Excerpt: Begin
# Experimental notebook for document structured knowledge extraction

This is the fourth iteration of the pipeline, the first one to be pushed in the repo, and thus the first official version. Version history will now be handled by git.


In [1]:
# Standard library
import os
import json
import time
import re
import hashlib
from pathlib import Path
import webbrowser
from typing import List
import csv

# Environment/config
from dotenv import load_dotenv

# Validation / data models
from pydantic import BaseModel

# LLM client
from google import genai

# RDF / graph libraries
import rdflib
from rdflib import Graph, Namespace, RDF, RDFS, Literal
from rdflib.compare import to_isomorphic
from rdflib.plugins.sparql import prepareQuery
from rdflib.plugins.parsers.notation3 import BadSyntax
from rdflib.namespace import SH

# Visualization and SHACL
from pyvis.network import Network
from pyshacl import validate

# Parsing helpers
import pyparsing
from pyexpat.errors import messages

import datetime


### Initialization


In [2]:
# Initialize client 
client = genai.Client()
gemini_model = "gemini-2.5-pro"

load_dotenv()
GEMINI_KEY = os.getenv("GEMINI_API_KEY")
if not GEMINI_KEY:
    raise RuntimeError("GEMINI_API_KEY not found. Add it to a .env file in the notebook root.")

# Which document we'll be testing
document_name = "student_housing"

Aux functions.

In [3]:
# Text generation in general
def call_gemini(content):
    response = client.models.generate_content(
        model = gemini_model,
        contents = content
        )

    return response.text

# Document understanding 
def call_gemini_pdf(content, file_name):    
    # Retrieve and encode the PDF byte
    file_path = Path(file_name)

    # Upload the PDF using the File API
    content_file = client.files.upload(file = file_path)

    response = client.models.generate_content(
        model = gemini_model,
        contents=[content_file, content]
        )

    return response.text

# JSON structured output
def call_gemini_json(content, schema):
    response = client.models.generate_content(
        model = gemini_model,
        contents=content,
        config={
            "response_mime_type": "application/json",
            "response_schema": schema
            }
        )

    return response.text

# Read txt file into a string (used for prompts)
def read_txt(path):
    with open(path, "r", encoding="utf-8") as f:
        return f.read()
    
# Read a JSON file and return it as string or raw JSON
def read_json(path, raw = False):
    with open(path, "r") as f:
        json_file = json.load(f)
Excerpt: End
▸ **Exercises**
• 1. Please rewrite the notebook from "# JSON structured" to "(used for prompts)", replacing "call_gemini_json" with "call_gemini_structured".
• 2. Name every function the notebook defines.
• 3. Translate this sentence from the notebook into Spanish: "Version history will now be handled by git."
Material supplied: Begin
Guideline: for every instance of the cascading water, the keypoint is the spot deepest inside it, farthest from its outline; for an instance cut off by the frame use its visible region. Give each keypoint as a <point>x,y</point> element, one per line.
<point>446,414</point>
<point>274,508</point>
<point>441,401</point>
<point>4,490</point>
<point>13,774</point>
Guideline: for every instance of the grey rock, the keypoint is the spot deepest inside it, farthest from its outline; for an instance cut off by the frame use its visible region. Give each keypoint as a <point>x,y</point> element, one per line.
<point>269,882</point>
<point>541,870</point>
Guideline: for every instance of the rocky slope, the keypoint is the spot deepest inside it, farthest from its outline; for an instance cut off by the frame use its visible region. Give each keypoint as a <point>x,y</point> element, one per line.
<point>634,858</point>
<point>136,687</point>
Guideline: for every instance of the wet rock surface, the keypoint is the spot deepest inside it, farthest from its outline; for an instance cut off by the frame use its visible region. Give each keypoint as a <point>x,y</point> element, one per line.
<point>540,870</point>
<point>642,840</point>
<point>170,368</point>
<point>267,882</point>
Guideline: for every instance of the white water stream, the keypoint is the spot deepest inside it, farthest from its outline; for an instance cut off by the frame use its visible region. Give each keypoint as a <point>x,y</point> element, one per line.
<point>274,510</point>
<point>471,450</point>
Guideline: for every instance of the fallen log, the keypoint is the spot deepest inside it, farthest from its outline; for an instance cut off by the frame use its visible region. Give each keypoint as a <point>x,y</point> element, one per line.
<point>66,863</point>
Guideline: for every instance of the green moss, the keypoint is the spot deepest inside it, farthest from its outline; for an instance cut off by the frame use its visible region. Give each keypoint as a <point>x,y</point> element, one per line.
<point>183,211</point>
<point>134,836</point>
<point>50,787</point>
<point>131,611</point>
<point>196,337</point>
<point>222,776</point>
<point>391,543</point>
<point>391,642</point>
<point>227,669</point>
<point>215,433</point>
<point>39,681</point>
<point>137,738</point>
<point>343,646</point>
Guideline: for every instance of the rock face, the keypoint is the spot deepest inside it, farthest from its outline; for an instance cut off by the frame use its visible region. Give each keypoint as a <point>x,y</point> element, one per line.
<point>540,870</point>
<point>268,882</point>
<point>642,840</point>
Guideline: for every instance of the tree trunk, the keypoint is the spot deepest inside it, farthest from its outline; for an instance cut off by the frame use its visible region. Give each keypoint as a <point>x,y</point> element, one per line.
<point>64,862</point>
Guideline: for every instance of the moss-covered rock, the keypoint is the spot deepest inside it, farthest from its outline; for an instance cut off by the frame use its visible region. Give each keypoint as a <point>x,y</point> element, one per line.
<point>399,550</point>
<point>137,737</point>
Material supplied: End
▸ **Answers to the exercises**
• 1.
# JSON structured output
def call_gemini_structured(content, schema):
    response = client.models.generate_content(
        model = gemini_model,
        contents=content,
        config={
            "response_mime_type": "application/json",
            "response_schema": schema
            }
        )

    return response.text

# Read txt file into a string (used for prompts)

• 2.
call_gemini
call_gemini_pdf
call_gemini_json
read_txt
read_json

• 3. El historial de versiones ahora se gestionará con git.